[Part of a data file]
◇ ◇ ◇ ◇ ◇

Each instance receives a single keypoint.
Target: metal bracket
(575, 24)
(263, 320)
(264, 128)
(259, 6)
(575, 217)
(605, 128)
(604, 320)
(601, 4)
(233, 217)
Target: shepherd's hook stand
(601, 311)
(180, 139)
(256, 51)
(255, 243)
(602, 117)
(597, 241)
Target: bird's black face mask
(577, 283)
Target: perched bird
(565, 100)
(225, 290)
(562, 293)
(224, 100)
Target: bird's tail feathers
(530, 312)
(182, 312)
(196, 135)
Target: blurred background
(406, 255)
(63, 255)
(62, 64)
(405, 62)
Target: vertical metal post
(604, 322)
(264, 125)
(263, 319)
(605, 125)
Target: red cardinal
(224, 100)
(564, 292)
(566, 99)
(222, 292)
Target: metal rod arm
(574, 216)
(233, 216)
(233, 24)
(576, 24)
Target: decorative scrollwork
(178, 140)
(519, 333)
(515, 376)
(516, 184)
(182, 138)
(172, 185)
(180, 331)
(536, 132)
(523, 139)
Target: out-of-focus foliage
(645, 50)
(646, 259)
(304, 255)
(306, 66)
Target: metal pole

◇ ◇ ◇ ◇ ◇

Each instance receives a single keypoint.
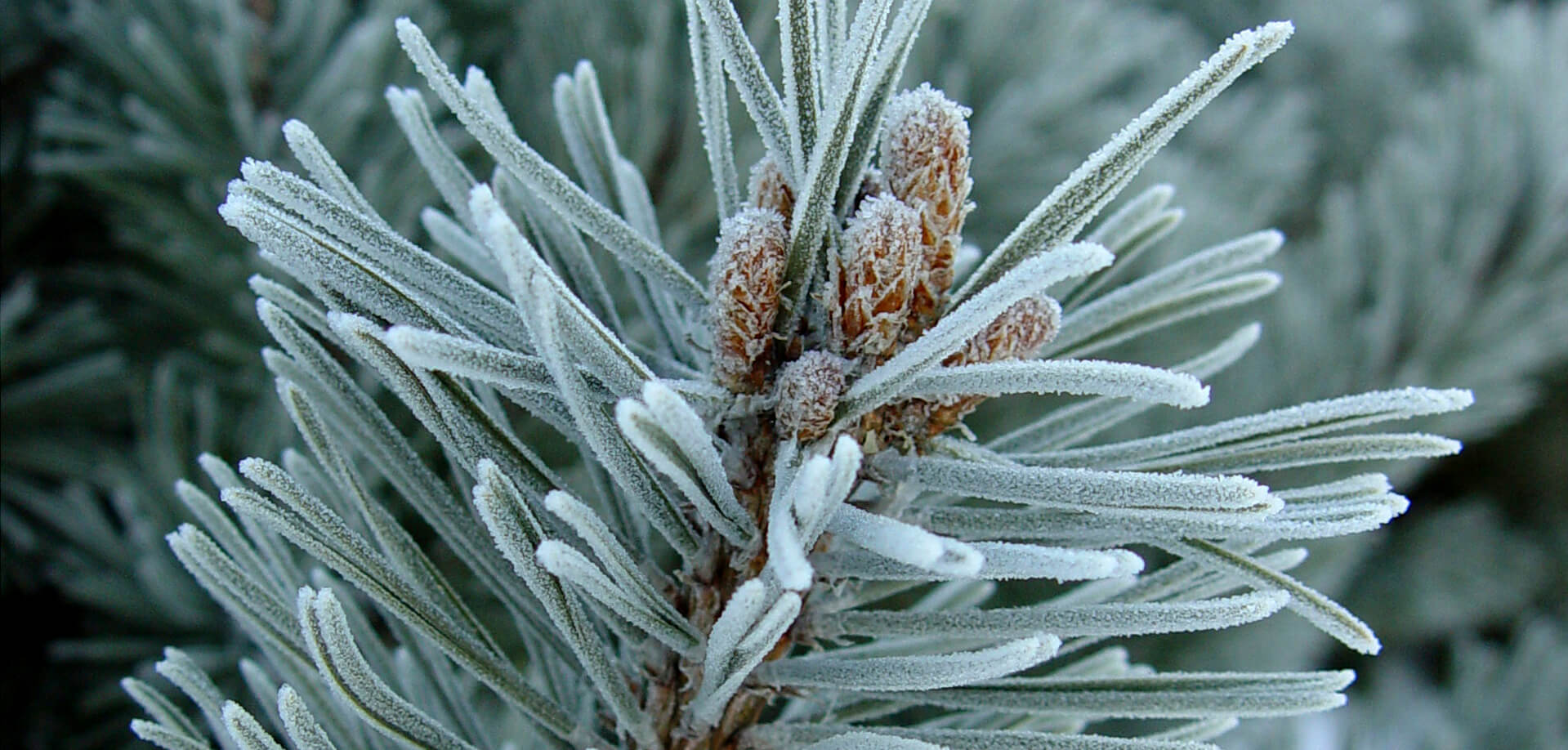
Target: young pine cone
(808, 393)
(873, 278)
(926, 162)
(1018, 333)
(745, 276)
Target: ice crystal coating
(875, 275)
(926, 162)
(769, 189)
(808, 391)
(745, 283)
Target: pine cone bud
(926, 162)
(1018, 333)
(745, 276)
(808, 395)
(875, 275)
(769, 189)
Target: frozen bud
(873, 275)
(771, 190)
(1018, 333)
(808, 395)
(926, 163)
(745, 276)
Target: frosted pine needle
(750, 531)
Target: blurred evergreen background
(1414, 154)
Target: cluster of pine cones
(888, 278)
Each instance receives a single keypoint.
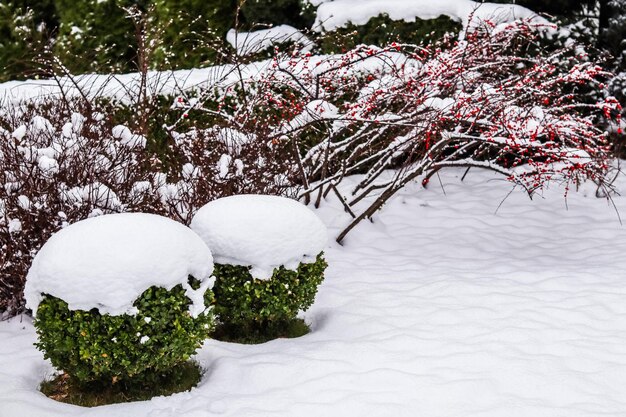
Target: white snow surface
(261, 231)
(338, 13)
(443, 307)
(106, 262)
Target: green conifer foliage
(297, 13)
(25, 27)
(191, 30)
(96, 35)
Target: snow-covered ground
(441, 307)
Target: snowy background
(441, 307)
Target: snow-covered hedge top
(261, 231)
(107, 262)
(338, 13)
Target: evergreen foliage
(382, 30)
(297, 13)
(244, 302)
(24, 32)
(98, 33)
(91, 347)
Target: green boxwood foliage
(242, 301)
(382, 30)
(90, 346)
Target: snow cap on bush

◇ ◇ ◇ ◇ ◇

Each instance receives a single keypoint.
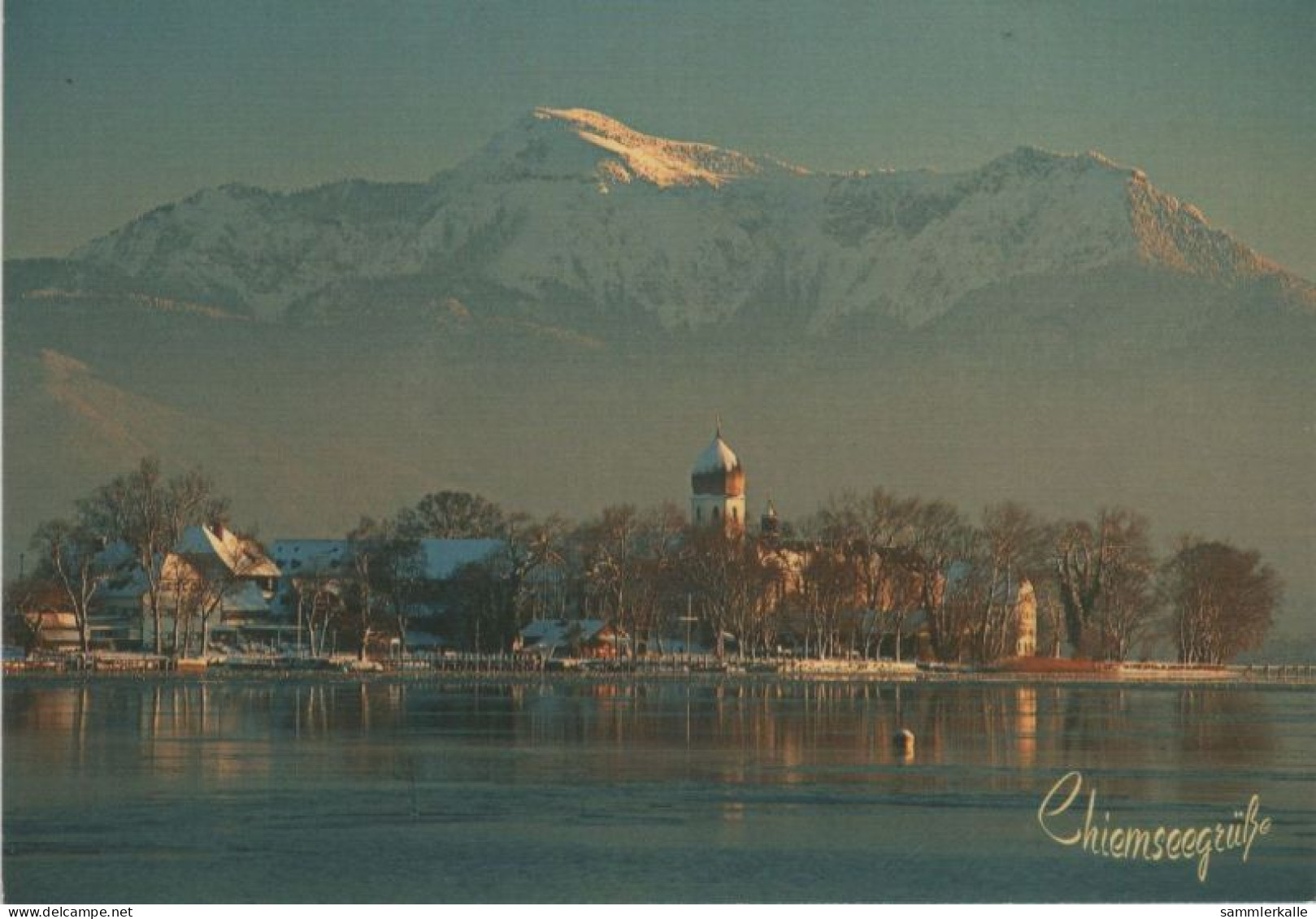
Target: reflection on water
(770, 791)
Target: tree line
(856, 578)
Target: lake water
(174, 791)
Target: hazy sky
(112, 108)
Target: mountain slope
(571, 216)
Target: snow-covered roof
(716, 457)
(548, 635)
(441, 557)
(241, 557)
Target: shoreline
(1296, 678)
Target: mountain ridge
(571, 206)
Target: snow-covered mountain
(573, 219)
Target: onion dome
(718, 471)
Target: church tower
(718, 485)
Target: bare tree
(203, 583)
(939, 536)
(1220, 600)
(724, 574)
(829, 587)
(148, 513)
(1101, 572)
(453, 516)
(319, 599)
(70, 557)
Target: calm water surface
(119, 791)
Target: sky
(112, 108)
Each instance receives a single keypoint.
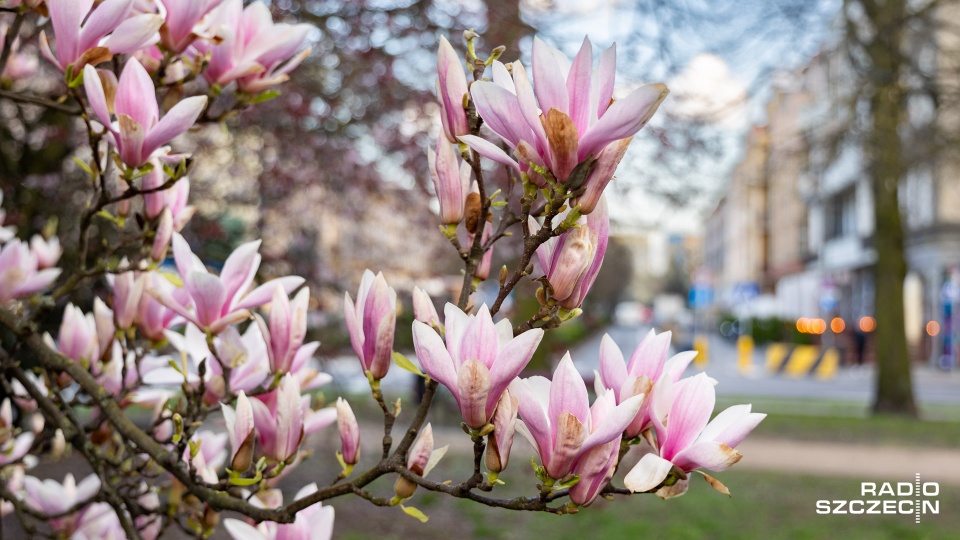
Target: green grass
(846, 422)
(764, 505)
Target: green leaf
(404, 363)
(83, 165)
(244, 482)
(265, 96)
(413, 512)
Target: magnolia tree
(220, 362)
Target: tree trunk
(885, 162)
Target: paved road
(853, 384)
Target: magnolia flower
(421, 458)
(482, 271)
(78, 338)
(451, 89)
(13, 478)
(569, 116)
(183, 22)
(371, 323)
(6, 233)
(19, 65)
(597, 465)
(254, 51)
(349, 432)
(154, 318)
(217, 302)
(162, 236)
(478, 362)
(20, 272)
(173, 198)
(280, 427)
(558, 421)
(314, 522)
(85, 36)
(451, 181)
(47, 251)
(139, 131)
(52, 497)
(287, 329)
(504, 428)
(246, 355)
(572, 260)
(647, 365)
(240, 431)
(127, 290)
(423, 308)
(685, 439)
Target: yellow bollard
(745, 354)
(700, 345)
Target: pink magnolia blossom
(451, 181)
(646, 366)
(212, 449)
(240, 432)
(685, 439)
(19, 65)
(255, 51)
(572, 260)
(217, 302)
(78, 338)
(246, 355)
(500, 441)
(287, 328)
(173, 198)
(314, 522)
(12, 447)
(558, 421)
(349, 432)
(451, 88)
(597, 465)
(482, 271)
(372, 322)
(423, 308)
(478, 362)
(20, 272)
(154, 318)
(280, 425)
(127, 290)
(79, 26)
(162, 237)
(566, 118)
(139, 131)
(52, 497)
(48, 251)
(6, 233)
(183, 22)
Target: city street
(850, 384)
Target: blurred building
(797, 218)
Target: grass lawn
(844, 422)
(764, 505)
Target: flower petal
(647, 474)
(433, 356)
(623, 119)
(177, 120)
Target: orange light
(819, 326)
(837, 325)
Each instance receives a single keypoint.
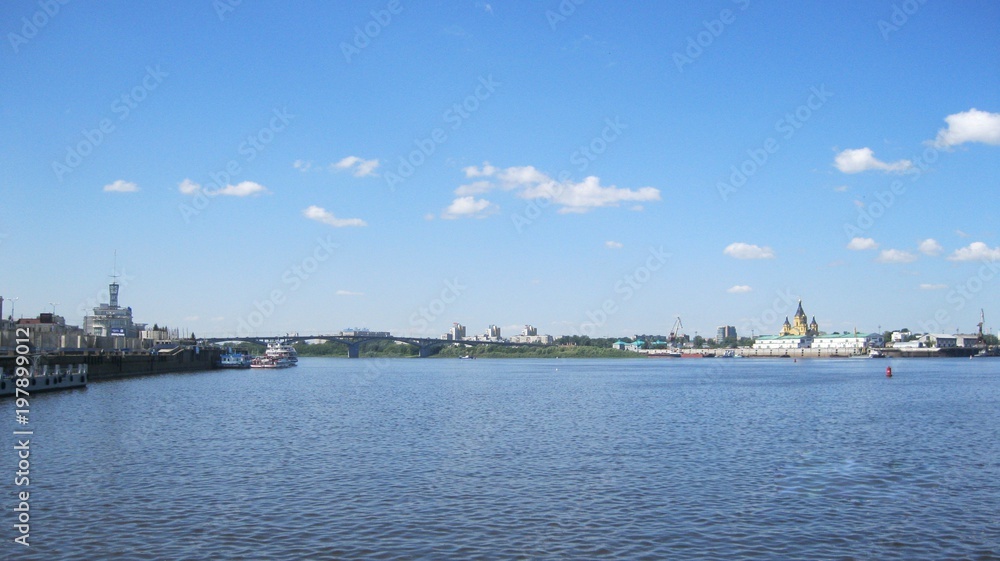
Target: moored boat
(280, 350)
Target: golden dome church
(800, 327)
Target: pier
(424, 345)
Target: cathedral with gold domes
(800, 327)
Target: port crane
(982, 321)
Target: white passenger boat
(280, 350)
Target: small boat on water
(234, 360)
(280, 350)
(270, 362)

◇ ◇ ◇ ◇ ◇

**Exercise instructions**
Report how many lines of the records contain the string "foliage". Reply with the number alone.

**Written response**
4